**PROBLEM TO WORK ON**
Give back every record exactly, with its pictures left out.

[Stored data]
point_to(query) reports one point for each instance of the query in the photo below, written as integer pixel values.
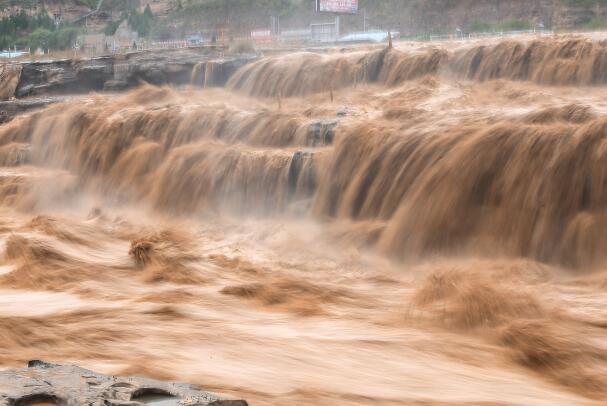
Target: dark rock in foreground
(67, 385)
(116, 72)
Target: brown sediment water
(420, 226)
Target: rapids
(422, 225)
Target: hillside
(176, 18)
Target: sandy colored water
(446, 248)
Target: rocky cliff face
(115, 72)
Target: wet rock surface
(115, 72)
(42, 383)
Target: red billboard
(337, 6)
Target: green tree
(40, 38)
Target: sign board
(337, 6)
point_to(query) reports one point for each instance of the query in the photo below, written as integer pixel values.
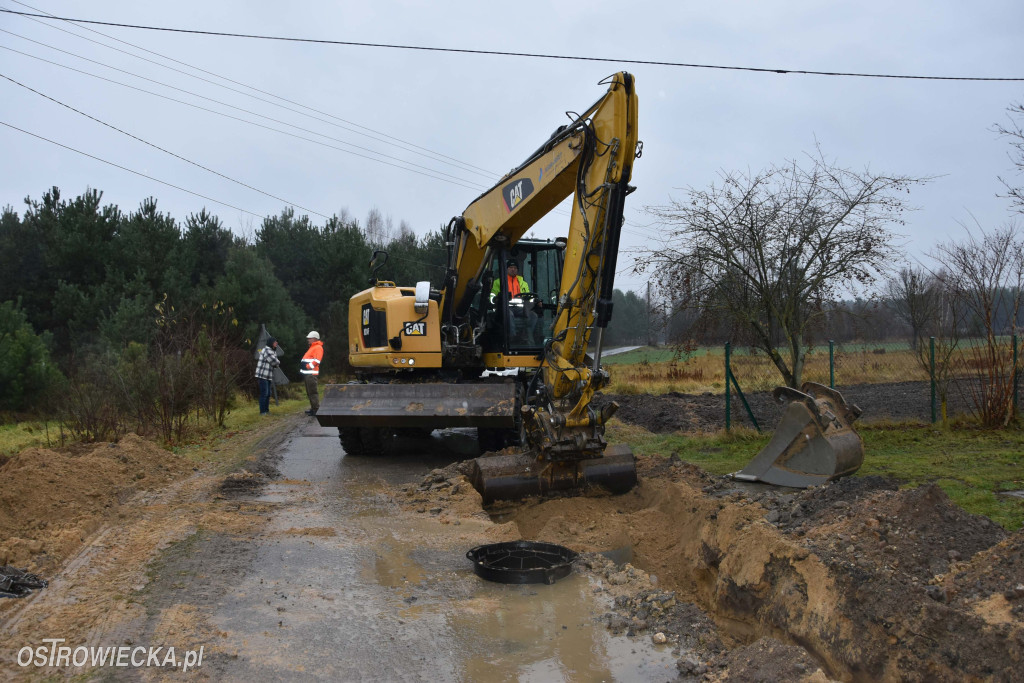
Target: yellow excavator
(430, 357)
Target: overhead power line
(240, 109)
(253, 123)
(683, 65)
(156, 146)
(371, 133)
(124, 168)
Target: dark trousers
(264, 395)
(311, 392)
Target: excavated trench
(857, 578)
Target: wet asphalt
(342, 585)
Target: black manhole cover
(521, 562)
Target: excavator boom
(421, 354)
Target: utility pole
(650, 342)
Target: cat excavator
(426, 356)
(506, 350)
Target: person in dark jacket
(265, 363)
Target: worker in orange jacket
(309, 368)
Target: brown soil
(91, 518)
(706, 412)
(51, 500)
(854, 580)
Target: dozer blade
(431, 406)
(813, 443)
(510, 477)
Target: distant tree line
(110, 313)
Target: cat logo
(515, 193)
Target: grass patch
(971, 465)
(20, 435)
(206, 441)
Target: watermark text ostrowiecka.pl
(52, 653)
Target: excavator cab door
(520, 322)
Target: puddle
(391, 595)
(393, 568)
(552, 633)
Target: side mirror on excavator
(375, 266)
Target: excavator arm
(420, 354)
(592, 160)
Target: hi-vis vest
(516, 285)
(310, 361)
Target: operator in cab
(521, 318)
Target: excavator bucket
(813, 443)
(510, 477)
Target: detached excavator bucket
(813, 443)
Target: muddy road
(342, 584)
(307, 564)
(318, 573)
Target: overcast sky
(419, 134)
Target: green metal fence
(893, 380)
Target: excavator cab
(519, 309)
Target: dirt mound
(767, 660)
(706, 412)
(51, 500)
(856, 578)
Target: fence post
(931, 372)
(1015, 376)
(728, 375)
(832, 365)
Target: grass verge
(973, 466)
(205, 441)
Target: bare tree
(774, 249)
(925, 301)
(1014, 131)
(379, 229)
(985, 275)
(914, 297)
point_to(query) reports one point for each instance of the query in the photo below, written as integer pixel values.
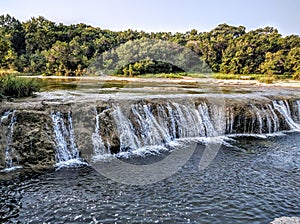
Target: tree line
(40, 46)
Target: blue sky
(162, 15)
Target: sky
(162, 15)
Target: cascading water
(100, 150)
(137, 125)
(11, 158)
(151, 124)
(66, 149)
(284, 109)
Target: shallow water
(252, 181)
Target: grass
(168, 75)
(13, 86)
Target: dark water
(253, 181)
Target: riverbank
(184, 80)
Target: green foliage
(13, 86)
(40, 46)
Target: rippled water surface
(252, 181)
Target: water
(252, 177)
(11, 157)
(253, 181)
(66, 149)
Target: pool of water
(252, 180)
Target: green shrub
(13, 86)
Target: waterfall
(66, 149)
(100, 151)
(282, 106)
(11, 156)
(143, 125)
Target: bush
(13, 86)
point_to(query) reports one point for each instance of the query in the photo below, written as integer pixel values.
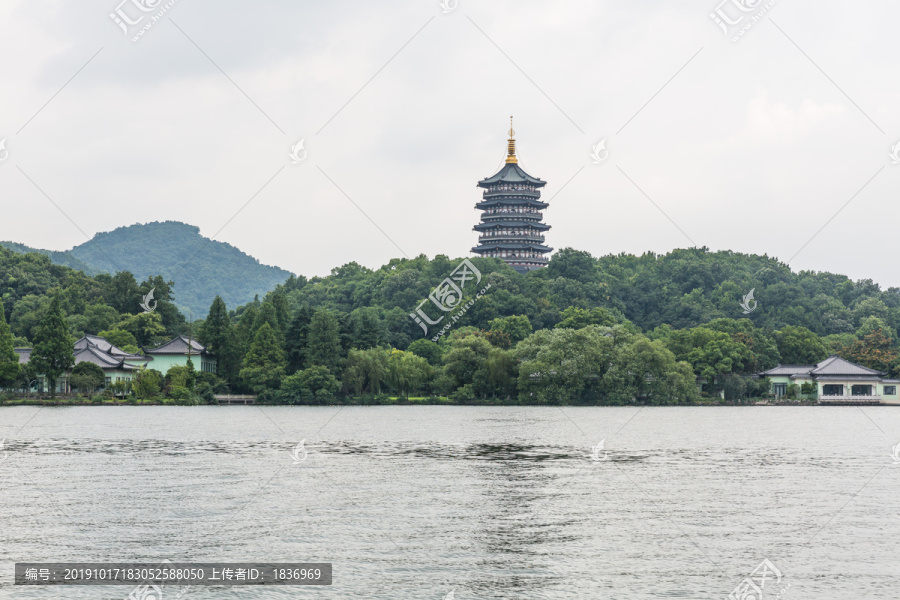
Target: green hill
(58, 258)
(199, 266)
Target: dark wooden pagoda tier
(512, 226)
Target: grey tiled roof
(789, 370)
(179, 345)
(101, 344)
(834, 365)
(95, 350)
(512, 173)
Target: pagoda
(511, 227)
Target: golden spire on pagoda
(511, 155)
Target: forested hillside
(614, 329)
(107, 305)
(199, 267)
(608, 329)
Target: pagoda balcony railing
(529, 259)
(514, 214)
(511, 236)
(528, 193)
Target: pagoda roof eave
(511, 173)
(510, 201)
(512, 246)
(488, 225)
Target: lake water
(505, 502)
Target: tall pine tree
(323, 346)
(9, 360)
(218, 337)
(296, 338)
(264, 362)
(53, 352)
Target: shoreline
(411, 402)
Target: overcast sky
(752, 145)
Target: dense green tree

**EXERCISE RESPONSE**
point_to(query) reports one point for each instance of the query in the photo below, written as integer pixel values.
Target: dark rock in foreground
(67, 385)
(116, 72)
Target: brown sediment water
(420, 226)
Target: rapids
(422, 225)
Target: hillside
(176, 18)
Target: sandy colored water
(446, 248)
Target: rocky cliff face
(115, 72)
Target: wet rock surface
(115, 72)
(42, 383)
Target: red billboard
(337, 6)
Target: green tree
(40, 38)
Target: sign board
(337, 6)
point_to(query) reports one point for each instance of the query in the photo below, written as integer pixel values.
Target: yellow excavator
(430, 357)
Target: overhead power line
(240, 109)
(253, 123)
(683, 65)
(156, 146)
(371, 133)
(124, 168)
Target: dark trousers
(264, 395)
(311, 392)
Target: excavated trench
(857, 578)
Target: wet asphalt
(342, 585)
Target: black manhole cover
(521, 562)
Target: excavator boom
(421, 354)
Target: utility pole
(650, 342)
Target: cat excavator
(426, 356)
(506, 350)
Target: person in dark jacket
(265, 363)
Target: worker in orange jacket
(309, 368)
Target: brown soil
(91, 518)
(706, 412)
(51, 500)
(854, 580)
Target: dozer blade
(431, 406)
(813, 443)
(510, 477)
Target: distant tree line
(110, 313)
Target: cat logo
(515, 193)
Target: grass patch
(971, 465)
(20, 435)
(206, 441)
Target: watermark text ostrowiecka.pl
(52, 653)
Target: excavator cab door
(520, 322)
Target: puddle
(391, 595)
(393, 568)
(552, 633)
Target: side mirror on excavator
(375, 266)
Target: excavator arm
(420, 354)
(592, 160)
Target: hi-vis vest
(516, 285)
(310, 361)
Target: operator in cab
(521, 318)
Target: excavator bucket
(813, 443)
(510, 477)
Target: detached excavator bucket
(813, 443)
Target: muddy road
(342, 584)
(307, 564)
(318, 573)
Target: overcast sky
(419, 134)
Target: green metal fence
(893, 380)
Target: excavator cab
(519, 309)
Target: dirt mound
(767, 660)
(706, 412)
(51, 500)
(856, 578)
Target: fence post
(931, 372)
(1015, 376)
(728, 375)
(832, 365)
Target: grass verge
(973, 466)
(205, 441)
Target: bare tree
(774, 249)
(925, 301)
(1014, 131)
(379, 229)
(985, 275)
(914, 297)
point_to(query) reports one point for each instance of the query in the photo below, written as integer pixel values.
Target: tree line
(40, 46)
Target: blue sky
(162, 15)
Target: sky
(162, 15)
Target: cascading water
(100, 150)
(137, 125)
(11, 158)
(151, 124)
(66, 149)
(284, 109)
Target: shallow water
(252, 181)
Target: grass
(168, 75)
(13, 86)
Target: dark water
(253, 181)
Target: riverbank
(184, 80)
Target: green foliage
(13, 86)
(40, 46)
Target: rippled water surface
(252, 181)
Target: water
(252, 177)
(11, 157)
(253, 181)
(66, 149)
Target: pool of water
(252, 180)
Target: green shrub
(13, 86)
Target: waterfall
(66, 149)
(100, 151)
(282, 106)
(11, 156)
(143, 125)
Target: bush
(13, 86)
point_to(query) reports one point for each instance of the query in the photo below, written as integer pixel values.
Target: green hill
(58, 258)
(199, 266)
Target: dark wooden pagoda tier
(512, 226)
Target: grey tiled roof
(789, 370)
(179, 345)
(101, 344)
(834, 365)
(95, 350)
(512, 173)
Target: pagoda
(511, 227)
Target: golden spire on pagoda
(511, 155)
Target: forested hillside
(614, 329)
(107, 305)
(199, 267)
(608, 329)
Target: pagoda balcony railing
(529, 259)
(514, 214)
(511, 236)
(528, 193)
Target: pagoda roof eave
(511, 173)
(510, 201)
(512, 246)
(488, 225)
Target: lake water
(505, 502)
Target: tall pine tree
(323, 346)
(9, 360)
(218, 337)
(296, 338)
(264, 362)
(53, 352)
Target: shoreline
(411, 402)
Target: overcast sky
(752, 145)
Target: dense green tree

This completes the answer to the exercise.